--- Start Extract to read ---

Leetcode - Scramble String

Given a string s1, we may represent it as a binary tree by partitioning it to two non-empty substrings recursively.

Below is one possible representation of s1 = "great":

    great
   /    \
  gr    eat
/ \    /  \
g   r  e   at
           / \
          a   t

To scramble the string, we may choose any non-leaf node and swap its two children.

For example, if we choose the node "gr" and swap its two children, it produces a scrambled string "rgeat".

    rgeat
   /    \
  rg    eat
/ \    /  \
r   g  e   at
           / \
          a   t

We say that "rgeat" is a scrambled string of "great".

Similarly, if we continue to swap the children of nodes "eat" and "at", it produces a scrambled string "rgtae".

    rgtae
   /    \
  rg    tae
/ \    /  \
r   g  ta  e
       / \
      t   a

We say that "rgtae" is a scrambled string of "great".

Given two strings s1 and s2 of the same length, determine if s2 is a scrambled string of s1.

[balabala] 暴力解决枚举出s1的全部scramble string, 存在大量重复计算；分段比较s1,s2也存在大量重复计算，比如s1=abcdef, s2=dcabef, isScramble(bcdef, cabef) 就会重复计算isScramble(cdef, abef)。使用动态规划，保存s1, s2每个位置处各种长度对应的字串的匹配情况，dp[l][i][j]表示s1[i, i+l) 和 s2[j, j+l)是否是scramble关系。

// timeout
public boolean isScramble1(String s1, String s2) {
        if (s1 == null || s2 == null || s1.length() != s2.length())
            return false;
        if (s1.equals(s2))
            return true;
        int lengthS1 = s1.length();
        for (int i = 1; i < lengthS1; i++) {
            boolean cond1 = isScramble(s1.substring(0, i), s2.substring(0, i)) 
                    && isScramble(s1.substring(i, lengthS1), s2.substring(i, lengthS1));
            boolean cond2 = isScramble(s1.substring(0, i), s2.substring(lengthS1 - i, lengthS1))

--- End Extract to read ---

__Required tasks__:
1. Answer these questions about the scramble-string problem text:
(a) Which node's children are swapped to turn "great" into "rgeat"?
(b) Swapping the children of which two further nodes produces "rgtae"?
(c) What must be true of the lengths of s1 and s2 in the problem?
2. Write the next part of the scramble-string solution, picking up right after its final line of code.

--- Start Dataset records ---

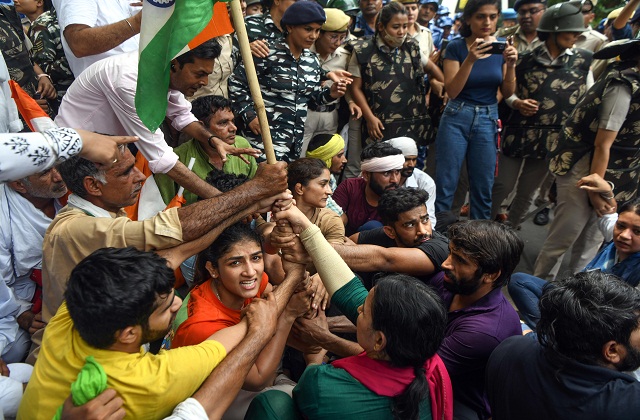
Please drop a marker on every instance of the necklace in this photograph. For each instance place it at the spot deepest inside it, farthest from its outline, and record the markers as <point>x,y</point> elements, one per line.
<point>215,290</point>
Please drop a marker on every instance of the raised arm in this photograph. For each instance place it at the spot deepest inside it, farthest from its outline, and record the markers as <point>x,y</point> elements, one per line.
<point>457,74</point>
<point>371,258</point>
<point>244,200</point>
<point>85,40</point>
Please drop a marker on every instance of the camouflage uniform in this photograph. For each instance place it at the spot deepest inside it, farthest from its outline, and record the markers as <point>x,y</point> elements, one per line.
<point>48,53</point>
<point>557,85</point>
<point>360,27</point>
<point>393,84</point>
<point>557,89</point>
<point>287,85</point>
<point>519,40</point>
<point>15,51</point>
<point>262,27</point>
<point>574,224</point>
<point>577,139</point>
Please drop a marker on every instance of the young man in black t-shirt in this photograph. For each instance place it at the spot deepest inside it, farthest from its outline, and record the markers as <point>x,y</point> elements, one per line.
<point>405,244</point>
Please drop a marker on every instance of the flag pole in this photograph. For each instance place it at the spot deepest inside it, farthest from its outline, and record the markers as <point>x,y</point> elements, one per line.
<point>252,79</point>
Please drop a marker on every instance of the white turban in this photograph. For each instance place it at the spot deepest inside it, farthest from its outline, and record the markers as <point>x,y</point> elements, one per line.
<point>406,144</point>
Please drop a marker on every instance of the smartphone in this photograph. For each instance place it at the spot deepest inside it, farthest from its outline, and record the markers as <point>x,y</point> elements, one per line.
<point>497,47</point>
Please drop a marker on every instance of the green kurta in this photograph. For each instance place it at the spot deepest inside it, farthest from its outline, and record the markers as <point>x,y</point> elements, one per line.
<point>202,167</point>
<point>327,392</point>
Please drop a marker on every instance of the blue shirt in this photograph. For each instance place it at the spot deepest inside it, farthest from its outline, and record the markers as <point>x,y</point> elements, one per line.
<point>485,77</point>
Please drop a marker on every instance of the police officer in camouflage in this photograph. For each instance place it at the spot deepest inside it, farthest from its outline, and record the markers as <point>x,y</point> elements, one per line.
<point>47,50</point>
<point>602,135</point>
<point>389,85</point>
<point>525,35</point>
<point>550,79</point>
<point>266,27</point>
<point>290,76</point>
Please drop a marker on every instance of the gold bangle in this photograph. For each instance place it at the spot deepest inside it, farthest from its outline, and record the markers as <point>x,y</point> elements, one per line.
<point>129,23</point>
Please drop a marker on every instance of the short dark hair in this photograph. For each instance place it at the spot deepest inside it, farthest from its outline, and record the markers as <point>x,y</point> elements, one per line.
<point>470,9</point>
<point>205,107</point>
<point>319,140</point>
<point>229,237</point>
<point>379,149</point>
<point>397,201</point>
<point>492,245</point>
<point>630,206</point>
<point>304,170</point>
<point>413,319</point>
<point>388,12</point>
<point>208,50</point>
<point>74,170</point>
<point>581,313</point>
<point>115,288</point>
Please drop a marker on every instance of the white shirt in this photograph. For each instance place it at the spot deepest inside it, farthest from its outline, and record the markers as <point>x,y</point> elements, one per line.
<point>94,13</point>
<point>102,99</point>
<point>423,181</point>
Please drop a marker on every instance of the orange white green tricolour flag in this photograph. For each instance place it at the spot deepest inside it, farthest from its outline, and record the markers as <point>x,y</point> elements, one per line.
<point>171,28</point>
<point>33,115</point>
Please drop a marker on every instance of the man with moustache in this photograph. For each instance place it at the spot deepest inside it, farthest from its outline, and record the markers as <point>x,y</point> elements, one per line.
<point>358,197</point>
<point>94,218</point>
<point>405,244</point>
<point>27,207</point>
<point>482,256</point>
<point>102,99</point>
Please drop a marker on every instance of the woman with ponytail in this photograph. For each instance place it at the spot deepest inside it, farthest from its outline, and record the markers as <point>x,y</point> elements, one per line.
<point>473,73</point>
<point>400,324</point>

--- End Dataset records ---

__Outputs in order__:
1.
(a) The node "gr".
(b) The nodes "eat" and "at".
(c) They must be of the same length.

2.
                    && isScramble(s1.substring(i, lengthS1), s2.substring(0, lengthS1 - i));
            if (cond1 || cond2)
                return true;
        }
        return false;
    }
    
    public boolean isScramble(String s1, String s2) {
        if (s1 == null || s2 == null || s1.length() != s2.length())
            return false;
        if (s1.equals(s2))
            return true;
        int length = s1.length();
        boolean[][][] dp = new boolean[length + 1][length][length];
        for (int l = 1; l <= length; l++) {
            for (int i = 0; i <= length - l; i++) {
                for (int j = 0; j <= length - l; j++) {
                    if (l == 1) {
                        dp[1][i][j] = s1.charAt(i) == s2.charAt(j);
                    } else {
                        for (int k = 1; k < l; k++) {
                            dp[l][i][j] = (dp[k][i][j] && dp[l - k][i + k][j + k])
                                            || (dp[k][i][j + l - k] && dp[l - k][i + k][j]);
                            if (dp[l][i][j])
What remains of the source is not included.